The New York Times: The Women the Abortion War Leaves Out

The New York Times: The Women the Abortion War Leaves Out

Those seeking abortion care often seek abortion for a variety of issues. These issues sometimes include homelessness, violence and addiction. Often one of the largest issues women seeking abortion care face is poverty. A study of 1,200 people who seek abortion care showed 73% of them saying that money was one of their biggest reasons for seeking abortion care. Babies are expensive and many seeking abortion care acknowledge that. 

From The New York Times:

Women face the surprise of an unplanned pregnancy as if on train tracks, with a locomotive barreling toward them. The only variation lies in how many other trains are coming from other directions. Homelessness, violence, addiction and the biggest of all: poverty.

I don’t mean to suggest money is the only factor that shapes many women’s response to an unplanned pregnancy, but let’s be clear about how much it matters. One of the largest research studies on the question of why women choose abortion surveyed about 1,200 abortion patients and found 73 percent said they could not afford a baby at the time.

Exercises to complete:
(a) Answer these questions about the excerpt on abortion and poverty:
(i) What image does the excerpt use for how women face the surprise of an unplanned pregnancy?
(ii) About how many abortion patients were surveyed in the study it cites?
(iii) What percentage of those patients said they could not afford a baby at the time?
(b) Write the next paragraph of the excerpt on abortion and poverty, picking up after its final sentence.

Stored dataset items:
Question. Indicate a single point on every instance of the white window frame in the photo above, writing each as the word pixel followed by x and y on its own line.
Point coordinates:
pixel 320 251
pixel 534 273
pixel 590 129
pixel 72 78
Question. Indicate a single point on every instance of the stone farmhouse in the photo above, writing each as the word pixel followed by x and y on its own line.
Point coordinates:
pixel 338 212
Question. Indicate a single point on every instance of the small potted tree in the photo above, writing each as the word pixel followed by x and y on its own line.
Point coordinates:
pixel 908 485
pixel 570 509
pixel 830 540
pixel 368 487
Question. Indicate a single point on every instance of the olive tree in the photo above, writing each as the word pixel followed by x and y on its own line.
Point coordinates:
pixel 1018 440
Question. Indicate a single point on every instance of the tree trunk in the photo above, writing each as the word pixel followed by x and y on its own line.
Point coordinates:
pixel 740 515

Outputs for the tasks:
(a)
(i) Standing on train tracks with a locomotive barreling toward them.
(ii) About 1,200.
(iii) 73 percent.

(b)
Those women are telling us something that is hiding in plain view: Motherhood is really expensive. Rose Home has dedicated itself to offsetting the high cost of motherhood, but the costs are staggering. The system is rigged against poor women. Ms. Chishko remarked that “the bottom line encourages abortion.” She is right.

The price of motherhood is set by our government’s policies. It will, at some level, always be cheaper for a woman to have an abortion than to have a baby. But if anti-abortion campaigners truly want to decrease the numbers of abortions, rather than passing laws designed to drive up the costs of abortion, they would do far better to invest in the kinds of economic supports that make becoming a parent a realistic possibility for struggling women.

Consider the medical needs of the women living at Rose Home: access to health care, substance-abuse and mental-health treatment, food and housing. Each has a price tag. Yet rather than offsetting the high price of motherhood, recent anti-abortion laws drive up the cost of abortion by closing clinics, forcing women to travel farther, and to wait longer before ending their pregnancies.